- [Dataset records]:

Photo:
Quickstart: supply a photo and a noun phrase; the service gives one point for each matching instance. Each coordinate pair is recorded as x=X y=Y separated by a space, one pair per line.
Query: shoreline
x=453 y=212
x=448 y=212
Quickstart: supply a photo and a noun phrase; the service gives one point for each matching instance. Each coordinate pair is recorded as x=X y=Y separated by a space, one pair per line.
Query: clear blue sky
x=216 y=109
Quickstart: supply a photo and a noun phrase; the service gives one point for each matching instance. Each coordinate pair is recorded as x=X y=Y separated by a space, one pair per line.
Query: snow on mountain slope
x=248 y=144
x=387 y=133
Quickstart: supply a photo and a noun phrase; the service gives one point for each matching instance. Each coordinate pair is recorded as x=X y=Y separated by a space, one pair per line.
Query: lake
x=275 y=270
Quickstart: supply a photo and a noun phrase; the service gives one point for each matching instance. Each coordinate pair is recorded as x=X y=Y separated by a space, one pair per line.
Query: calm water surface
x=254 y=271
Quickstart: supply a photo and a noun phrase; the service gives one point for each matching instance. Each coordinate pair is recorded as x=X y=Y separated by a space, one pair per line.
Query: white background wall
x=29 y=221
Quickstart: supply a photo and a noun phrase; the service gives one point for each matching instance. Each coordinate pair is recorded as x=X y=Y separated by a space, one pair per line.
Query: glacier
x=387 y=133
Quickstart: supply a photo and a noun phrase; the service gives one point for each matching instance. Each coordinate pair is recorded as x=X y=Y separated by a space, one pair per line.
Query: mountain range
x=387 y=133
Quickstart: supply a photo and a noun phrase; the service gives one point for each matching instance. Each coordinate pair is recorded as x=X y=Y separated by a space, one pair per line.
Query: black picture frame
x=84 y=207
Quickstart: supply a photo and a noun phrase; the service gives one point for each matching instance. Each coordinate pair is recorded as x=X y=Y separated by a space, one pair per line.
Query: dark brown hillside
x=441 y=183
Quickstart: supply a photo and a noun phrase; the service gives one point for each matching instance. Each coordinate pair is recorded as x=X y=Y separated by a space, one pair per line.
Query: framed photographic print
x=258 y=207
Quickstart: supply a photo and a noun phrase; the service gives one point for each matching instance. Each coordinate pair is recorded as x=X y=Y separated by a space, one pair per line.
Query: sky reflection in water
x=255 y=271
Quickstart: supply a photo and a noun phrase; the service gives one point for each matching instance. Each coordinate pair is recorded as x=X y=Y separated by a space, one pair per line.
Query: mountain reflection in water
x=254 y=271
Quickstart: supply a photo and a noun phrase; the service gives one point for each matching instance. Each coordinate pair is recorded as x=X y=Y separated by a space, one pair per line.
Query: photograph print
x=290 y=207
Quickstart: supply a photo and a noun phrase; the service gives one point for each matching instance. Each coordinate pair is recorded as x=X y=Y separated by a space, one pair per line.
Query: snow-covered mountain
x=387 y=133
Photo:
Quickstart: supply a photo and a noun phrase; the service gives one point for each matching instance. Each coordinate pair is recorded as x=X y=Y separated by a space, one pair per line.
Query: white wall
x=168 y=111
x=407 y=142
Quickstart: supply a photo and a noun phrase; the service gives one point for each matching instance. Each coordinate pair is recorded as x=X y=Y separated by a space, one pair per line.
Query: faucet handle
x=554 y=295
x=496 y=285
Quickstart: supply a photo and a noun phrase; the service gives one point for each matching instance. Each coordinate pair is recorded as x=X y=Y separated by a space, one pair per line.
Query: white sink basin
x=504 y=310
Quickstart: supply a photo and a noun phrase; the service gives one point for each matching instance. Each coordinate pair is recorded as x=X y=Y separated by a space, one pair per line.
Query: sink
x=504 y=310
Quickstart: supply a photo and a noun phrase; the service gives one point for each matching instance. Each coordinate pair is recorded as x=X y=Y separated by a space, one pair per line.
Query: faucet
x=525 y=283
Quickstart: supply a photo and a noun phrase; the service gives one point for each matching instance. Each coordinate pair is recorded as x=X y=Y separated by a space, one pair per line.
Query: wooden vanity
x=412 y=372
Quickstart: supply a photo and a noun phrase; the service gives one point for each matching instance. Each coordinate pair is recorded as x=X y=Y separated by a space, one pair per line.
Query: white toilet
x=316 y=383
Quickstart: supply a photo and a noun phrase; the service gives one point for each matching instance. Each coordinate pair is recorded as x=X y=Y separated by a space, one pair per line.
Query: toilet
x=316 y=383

- [Exercise directions]:
The material above should be retyped in full, exactly as given.

- [Response to the exercise]:
Photo:
Quickstart: supply a photo and a noun phrase; the service gives one point for each matching instance. Each coordinate pair is recorded as x=X y=Y separated by a space, one pair per line.
Query: shoreline
x=453 y=212
x=448 y=212
Quickstart: supply a photo and a noun phrase; the service gives one point for each matching instance. Each coordinate pair is recorded as x=X y=Y separated by a space, one pair per line.
Query: clear blue sky
x=216 y=109
Quickstart: supply a photo and a noun phrase; the service gives one point for each matching instance. Each coordinate pair is recorded as x=X y=Y separated by a space, one pair per line.
Query: snow on mountain slope
x=248 y=144
x=387 y=133
Quickstart: supply a photo and a noun phrase; the service gives one point for each matching instance. Each coordinate pair is recorded as x=X y=Y separated by a space, one pair per line.
Query: lake
x=275 y=270
Quickstart: supply a photo and a noun phrase; the service gives one point for each matching instance. Each coordinate pair is recorded as x=X y=Y separated by a space, one pair per line.
Query: calm water surface
x=254 y=271
Quickstart: supply a photo and a noun phrase; the service gives one point for each matching instance. Each coordinate pair is recorded as x=X y=Y separated by a space, one pair per line.
Query: white background wall
x=29 y=221
Quickstart: supply a photo and a noun phrase; the service gives one point for each matching instance. Each coordinate pair is recorded as x=X y=Y separated by a space, one pair per line.
Query: glacier
x=387 y=133
Quickstart: supply a photo and a noun phrase; the service gives one point for each matching instance. Each coordinate pair is recorded as x=X y=Y separated by a space, one pair per line.
Query: mountain range
x=387 y=133
Quickstart: supply a photo and a noun phrase; the service gives one point for each matching instance. Each coordinate pair is recorded as x=X y=Y separated by a space, one pair per line.
Query: black picture frame
x=84 y=207
Quickstart: supply a photo and a noun phrase; the service gives one point for each matching instance. Each coordinate pair is recorded as x=X y=Y separated by a space, one pair per line.
Query: dark brown hillside
x=441 y=183
Quickstart: supply a photo and a noun phrase; the service gives one point for each matching instance. Each coordinate pair is recorded as x=X y=Y separated by a space, one pair per line.
Query: framed photographic print
x=258 y=207
Quickstart: supply a photo and a noun phrase; the service gives one point for each matching instance. Each coordinate pair is recorded as x=X y=Y separated by a space, one pair per line.
Query: sky reflection in water
x=255 y=271
Quickstart: supply a photo and a noun phrase; the service gives one point for each matching instance. Each coordinate pair is recorded as x=X y=Y separated by a space, one pair per line.
Query: mountain reflection in water
x=254 y=271
Quickstart: supply a photo and a noun phrase; the service gives one point for each matching instance. Each coordinate pair is recorded as x=X y=Y separated by a space, one pair per line.
Query: photograph print
x=290 y=207
Quickstart: supply a photo and a noun phrase; the service gives one point for each matching instance. Each coordinate pair is recorded as x=X y=Y separated by a space, one pair per line.
Query: snow-covered mountain
x=387 y=133
Photo:
Quickstart: supply a photo and a noun phrase; the service gives one point for each matching instance. Each coordinate pair is recorded as x=X y=Y separated by a space, one pair per line.
Query: white wall
x=168 y=111
x=407 y=142
Quickstart: supply a photo and a noun phrase; the service gives one point for each matching instance. Each coordinate pair is recorded as x=X y=Y separated by a space, one pair per line.
Query: faucet handle
x=554 y=295
x=496 y=285
Quickstart: supply a photo and a noun phrase; the service gives one point for each matching instance. Each coordinate pair is recorded as x=X y=Y separated by a space, one pair per line.
Query: white sink basin
x=504 y=310
Quickstart: supply a photo and a noun phrase; the service gives one point for each matching instance. Each coordinate pair is recorded as x=X y=Y separated by a space, one pair per line.
Query: sink
x=504 y=310
Quickstart: supply a photo and a noun phrase; the service gives one point for each matching instance. Each coordinate pair is recorded as x=X y=Y separated by a space, one pair per line.
Query: faucet
x=525 y=283
Quickstart: supply a photo and a noun phrase; the service gives one point for each matching instance. Each coordinate pair is recorded as x=X y=Y separated by a space, one pair per line.
Query: wooden vanity
x=412 y=372
Quickstart: supply a photo and a noun phrase; the service gives one point for each matching instance. Each coordinate pair is recorded as x=X y=Y separated by a space, one pair per line.
Query: white toilet
x=316 y=383
Quickstart: supply a photo and a noun phrase; the service gives one point for each matching instance. Each coordinate pair is recorded as x=X y=Y separated by a space, one pair per line.
Query: toilet
x=316 y=383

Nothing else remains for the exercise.